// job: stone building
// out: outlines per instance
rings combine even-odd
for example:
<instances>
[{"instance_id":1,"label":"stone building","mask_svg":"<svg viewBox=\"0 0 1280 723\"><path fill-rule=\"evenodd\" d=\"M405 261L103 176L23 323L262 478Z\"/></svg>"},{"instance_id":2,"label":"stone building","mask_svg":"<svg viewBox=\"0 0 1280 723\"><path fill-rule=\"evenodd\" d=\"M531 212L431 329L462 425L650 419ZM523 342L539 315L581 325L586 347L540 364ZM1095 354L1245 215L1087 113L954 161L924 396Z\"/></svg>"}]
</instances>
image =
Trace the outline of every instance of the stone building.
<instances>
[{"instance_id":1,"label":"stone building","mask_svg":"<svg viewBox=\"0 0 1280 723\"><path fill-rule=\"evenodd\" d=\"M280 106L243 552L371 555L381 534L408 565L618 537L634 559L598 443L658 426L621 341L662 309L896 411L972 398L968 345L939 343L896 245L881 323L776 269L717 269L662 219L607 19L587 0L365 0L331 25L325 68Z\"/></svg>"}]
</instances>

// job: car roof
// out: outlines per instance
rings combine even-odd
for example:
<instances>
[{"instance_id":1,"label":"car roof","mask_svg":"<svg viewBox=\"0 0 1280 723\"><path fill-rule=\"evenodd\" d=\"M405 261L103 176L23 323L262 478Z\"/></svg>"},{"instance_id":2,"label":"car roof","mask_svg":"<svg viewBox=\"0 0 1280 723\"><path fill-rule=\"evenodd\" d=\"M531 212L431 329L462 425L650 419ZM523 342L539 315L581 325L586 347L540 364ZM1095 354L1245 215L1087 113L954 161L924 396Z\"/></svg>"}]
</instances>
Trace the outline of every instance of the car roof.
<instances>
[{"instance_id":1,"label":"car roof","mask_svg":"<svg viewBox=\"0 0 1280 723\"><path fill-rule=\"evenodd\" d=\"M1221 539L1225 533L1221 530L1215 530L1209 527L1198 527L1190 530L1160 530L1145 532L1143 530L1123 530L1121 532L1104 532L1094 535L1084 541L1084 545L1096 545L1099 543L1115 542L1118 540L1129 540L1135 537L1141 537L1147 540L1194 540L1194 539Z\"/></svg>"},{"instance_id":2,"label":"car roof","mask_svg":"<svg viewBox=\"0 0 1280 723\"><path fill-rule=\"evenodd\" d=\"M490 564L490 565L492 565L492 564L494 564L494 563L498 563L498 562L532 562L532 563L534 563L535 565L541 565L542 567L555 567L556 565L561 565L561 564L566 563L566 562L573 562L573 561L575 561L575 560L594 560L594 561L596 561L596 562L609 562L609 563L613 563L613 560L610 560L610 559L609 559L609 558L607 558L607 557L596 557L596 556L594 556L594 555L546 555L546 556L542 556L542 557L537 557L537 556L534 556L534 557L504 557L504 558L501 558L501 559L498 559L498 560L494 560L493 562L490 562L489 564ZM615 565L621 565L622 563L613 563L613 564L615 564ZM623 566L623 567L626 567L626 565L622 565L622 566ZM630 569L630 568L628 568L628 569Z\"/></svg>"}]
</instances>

____

Transcribe each line above exactly; skip none.

// job: stone building
// out: outlines per instance
rings combine even-odd
for example:
<instances>
[{"instance_id":1,"label":"stone building","mask_svg":"<svg viewBox=\"0 0 1280 723\"><path fill-rule=\"evenodd\" d=\"M405 261L103 176L23 323L262 478Z\"/></svg>"},{"instance_id":2,"label":"stone building","mask_svg":"<svg viewBox=\"0 0 1280 723\"><path fill-rule=\"evenodd\" d=\"M531 212L431 329L462 425L650 419ZM523 342L539 315L581 325L586 347L540 364ZM1095 354L1245 215L1087 113L954 161L924 396Z\"/></svg>"}]
</instances>
image =
Trace the outline of every instance of the stone building.
<instances>
[{"instance_id":1,"label":"stone building","mask_svg":"<svg viewBox=\"0 0 1280 723\"><path fill-rule=\"evenodd\" d=\"M280 106L243 552L371 555L381 534L408 565L618 537L634 559L598 443L658 426L621 341L662 309L896 411L972 398L968 345L939 343L896 245L881 323L776 269L717 269L662 219L607 19L587 0L365 0L331 25L325 68Z\"/></svg>"}]
</instances>

// job: car roof
// out: outlines per instance
rings combine even-odd
for example:
<instances>
[{"instance_id":1,"label":"car roof","mask_svg":"<svg viewBox=\"0 0 1280 723\"><path fill-rule=\"evenodd\" d=\"M405 261L103 176L23 323L262 478Z\"/></svg>"},{"instance_id":2,"label":"car roof","mask_svg":"<svg viewBox=\"0 0 1280 723\"><path fill-rule=\"evenodd\" d=\"M531 212L431 329L462 425L650 419ZM523 342L539 315L581 325L586 347L540 364ZM1095 354L1245 215L1087 113L954 161L924 396Z\"/></svg>"}]
</instances>
Trace the outline of every instance of the car roof.
<instances>
[{"instance_id":1,"label":"car roof","mask_svg":"<svg viewBox=\"0 0 1280 723\"><path fill-rule=\"evenodd\" d=\"M1221 539L1225 533L1221 530L1215 530L1209 527L1198 527L1190 530L1160 530L1145 532L1143 530L1123 530L1121 532L1104 532L1094 535L1084 541L1084 545L1096 545L1099 543L1115 542L1118 540L1129 540L1135 537L1141 537L1147 540L1194 540L1194 539Z\"/></svg>"},{"instance_id":2,"label":"car roof","mask_svg":"<svg viewBox=\"0 0 1280 723\"><path fill-rule=\"evenodd\" d=\"M490 564L490 565L492 565L492 564L494 564L494 563L498 563L498 562L532 562L532 563L534 563L535 565L541 565L542 567L555 567L556 565L561 565L561 564L566 563L566 562L573 562L573 561L575 561L575 560L594 560L594 561L596 561L596 562L609 562L609 563L613 563L613 560L610 560L610 559L609 559L609 558L607 558L607 557L596 557L596 556L594 556L594 555L546 555L546 556L542 556L542 557L537 557L537 556L534 556L534 557L504 557L504 558L501 558L501 559L498 559L498 560L494 560L493 562L490 562L489 564ZM615 565L621 565L622 563L613 563L613 564L615 564ZM623 566L623 567L626 567L626 565L622 565L622 566ZM630 569L630 568L628 568L628 569Z\"/></svg>"}]
</instances>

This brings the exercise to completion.